→ Required tasks:
**a)** In the venue opinion, rewrite the part starting with "An examination of" and going on through "with common experience.", swapping "paradox" for "contradiction".
**b)** Using the venue opinion, mark each statement yes or no and quote the words that decide it: (i) The burglarized trailer office belonged to the Kenny Construction Company. (ii) People v. Long was the first case to set out the rule that venue is proved when the evidence leads to the rational conclusion without reasonable doubt that the crime was committed in the county of trial. (iii) In People v. Allen, the court expressly overruled any judicial determination inconsistent with the Long case.

→ Passage:
* Begin *

It is true that there was no direct evidence to establish in which city, county or State the burglary occurred. The only evidence of venue was that a trailer office belonging to the Kenny Construction Company and located at 8900 S. Anthony Avenue during the progress of construction work on the Calumet Skyway was burglarized.

In many of its earlier decisions this court adhered to a technical view and insisted upon positive and strict proof of venue precisely as alleged. (See e.g. Moore v. People, 150 Ill. 405.) Applying the rationale of these earlier decisions the evidence in this case would not be sufficient to establish venue. We believe, however, that a more practical and realistic approach was used in People v. Long, 407 Ill. 210. It was there held that venue is proved when the evidence leads to the rational conclusion without reasonable doubt that the crime was committed in the county where the trial was held. This rule was laid down prior to the Long case (See Weinberg v. People, 208 Ill. 15; People v. Ortiz, 320 Ill. 205,) but it was in the Long case that it was applied more liberally. It was similarly applied in People v. Allen, 413 Ill. 69, wherein this court expressly overruled any judicial determination inconsistent with the Long case.

The defendant, nevertheless, cites People v. O'Gara, 271 Ill. 138, and People v. Strook, 347 Ill. 460, wherein it was held that a street address was not sufficient to prove that the crime in each case was committed in Cook County. The court in these cases was following the rule that in addition to the street address, it is necessry that the record show specifically the city ( Sullivan v. People, 122 Ill. 385,) or the county ( Weinberg v. People, 208 Ill. 15) wherein the crime was committed.

An examination of the O'Gara case, the Strook case and many others following that line of reasoning leads to the inescapable conclusion that the court felt the witnesses had not stated the place where the crime was committed with sufficient specificity. This reasoning, however, presents a paradox in that it is inconsistent with common experience.

* End *

→ Source material:
* Begin *

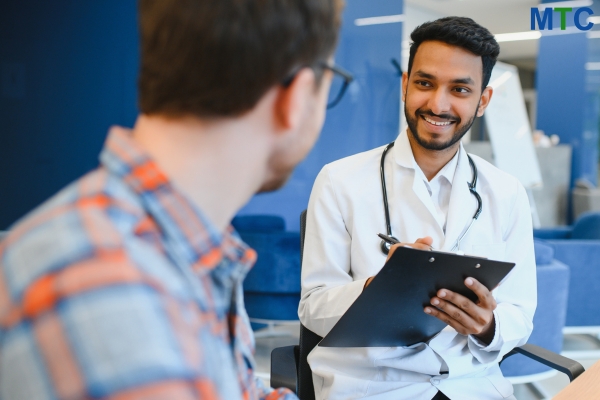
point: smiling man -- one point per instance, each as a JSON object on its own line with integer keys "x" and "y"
{"x": 434, "y": 191}
{"x": 128, "y": 283}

* End *

→ Full solutions:
**a)**
An examination of the O'Gara case, the Strook case and many others following that line of reasoning leads to the inescapable conclusion that the court felt the witnesses had not stated the place where the crime was committed with sufficient specificity. This reasoning, however, presents a contradiction in that it is inconsistent with common experience.

**b)**
(i) Yes: "a trailer office belonging to the Kenny Construction Company"
(ii) No: "This rule was laid down prior to the Long case"
(iii) Yes: "wherein this court expressly overruled any judicial determination inconsistent with the Long case"